SET EXERCISE: Will you copy out the records word for word, from the line holding "Where can you spot the white mattress" through the last line of the records, including both ends?

EXTRACTED ENTRIES:
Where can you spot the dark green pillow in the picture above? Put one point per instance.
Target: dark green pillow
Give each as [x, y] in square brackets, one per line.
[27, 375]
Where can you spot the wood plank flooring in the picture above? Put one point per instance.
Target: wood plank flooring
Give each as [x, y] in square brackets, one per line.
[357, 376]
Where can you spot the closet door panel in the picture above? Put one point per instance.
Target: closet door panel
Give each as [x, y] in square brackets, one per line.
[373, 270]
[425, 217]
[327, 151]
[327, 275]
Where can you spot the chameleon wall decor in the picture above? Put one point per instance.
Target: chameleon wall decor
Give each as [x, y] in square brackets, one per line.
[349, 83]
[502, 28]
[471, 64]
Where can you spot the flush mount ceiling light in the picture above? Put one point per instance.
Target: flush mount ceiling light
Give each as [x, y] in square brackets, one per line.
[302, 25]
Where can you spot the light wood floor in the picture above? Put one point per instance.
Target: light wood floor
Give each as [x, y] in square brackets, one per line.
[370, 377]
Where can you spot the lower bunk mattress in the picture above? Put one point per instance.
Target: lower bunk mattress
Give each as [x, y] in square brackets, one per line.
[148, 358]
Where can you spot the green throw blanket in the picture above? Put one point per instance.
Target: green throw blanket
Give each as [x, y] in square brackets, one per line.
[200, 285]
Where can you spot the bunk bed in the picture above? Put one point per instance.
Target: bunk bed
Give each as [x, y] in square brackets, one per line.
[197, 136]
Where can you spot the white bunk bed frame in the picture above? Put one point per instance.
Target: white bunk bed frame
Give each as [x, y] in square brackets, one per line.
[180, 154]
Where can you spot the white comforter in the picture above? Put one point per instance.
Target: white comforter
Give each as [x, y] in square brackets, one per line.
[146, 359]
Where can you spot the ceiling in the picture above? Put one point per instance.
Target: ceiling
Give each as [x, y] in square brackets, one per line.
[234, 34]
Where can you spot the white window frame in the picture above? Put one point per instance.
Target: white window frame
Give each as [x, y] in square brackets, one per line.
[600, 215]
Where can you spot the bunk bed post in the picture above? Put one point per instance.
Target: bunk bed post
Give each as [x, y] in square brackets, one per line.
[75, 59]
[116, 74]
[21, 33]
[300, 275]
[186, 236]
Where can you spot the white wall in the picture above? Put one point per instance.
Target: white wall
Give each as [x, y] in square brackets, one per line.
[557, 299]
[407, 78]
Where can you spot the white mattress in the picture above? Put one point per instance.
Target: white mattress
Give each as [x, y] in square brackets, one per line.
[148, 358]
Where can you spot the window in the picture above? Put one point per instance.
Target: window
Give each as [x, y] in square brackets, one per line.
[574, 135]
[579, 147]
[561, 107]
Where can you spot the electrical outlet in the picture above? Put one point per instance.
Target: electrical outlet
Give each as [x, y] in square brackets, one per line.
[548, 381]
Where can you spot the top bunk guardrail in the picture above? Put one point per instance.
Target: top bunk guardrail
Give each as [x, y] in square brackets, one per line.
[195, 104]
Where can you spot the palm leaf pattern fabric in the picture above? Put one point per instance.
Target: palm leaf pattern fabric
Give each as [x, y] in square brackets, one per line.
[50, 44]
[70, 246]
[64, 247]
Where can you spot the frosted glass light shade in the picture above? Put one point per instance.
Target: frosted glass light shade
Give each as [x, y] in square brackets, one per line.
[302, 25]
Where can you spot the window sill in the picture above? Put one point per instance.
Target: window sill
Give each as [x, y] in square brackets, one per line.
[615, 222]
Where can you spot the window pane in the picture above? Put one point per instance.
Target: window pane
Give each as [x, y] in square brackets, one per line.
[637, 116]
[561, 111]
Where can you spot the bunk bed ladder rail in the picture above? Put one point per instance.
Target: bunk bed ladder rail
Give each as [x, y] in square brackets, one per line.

RESPONSE TO THIS TASK:
Where can you spot the white mattress in the picture above? Put one point per instance.
Target: white mattress
Give each as [x, y] in square brackets, one per line.
[148, 358]
Where can you spot the window in the picture above? Put one point per instance.
Target: window
Give each as [x, y] in square brackets, one per line.
[574, 135]
[579, 147]
[561, 107]
Where can you spot the electrical outlet in the picture above? Put one point per instance.
Target: electrical outlet
Give each as [x, y] in square brackets, one per line.
[548, 381]
Where can you spot the top bunk guardrail in the picture above? Put one point per instance.
Target: top bunk guardrail
Give each as [x, y] in square brackets, one per line.
[195, 104]
Where can you spot the palm leaf pattern fabric in the picture above? Put one point per instance.
Target: palm leaf pattern fabric
Give each as [x, y] in square brackets, one per line.
[50, 44]
[70, 246]
[64, 247]
Where can you spot the frosted glass light shade in the picture above? Put one point per instance.
Target: frosted glass light shade
Give each as [x, y] in square brackets, one per line.
[302, 25]
Where can you spot the window sill in the picture above? Put one point per instance.
Target: window sill
Give each as [x, y] in square brackets, one per line.
[615, 222]
Where can you spot the window pane in the picture above? Put one point per instance.
Target: window pane
Give each as [x, y] in square brackets, one per line.
[637, 116]
[561, 111]
Where can you spot the bunk bed ladder rail in the picture above? Put one point per instance.
Target: bunk bed ladder rail
Give each as [x, y] in square brackets, one per line.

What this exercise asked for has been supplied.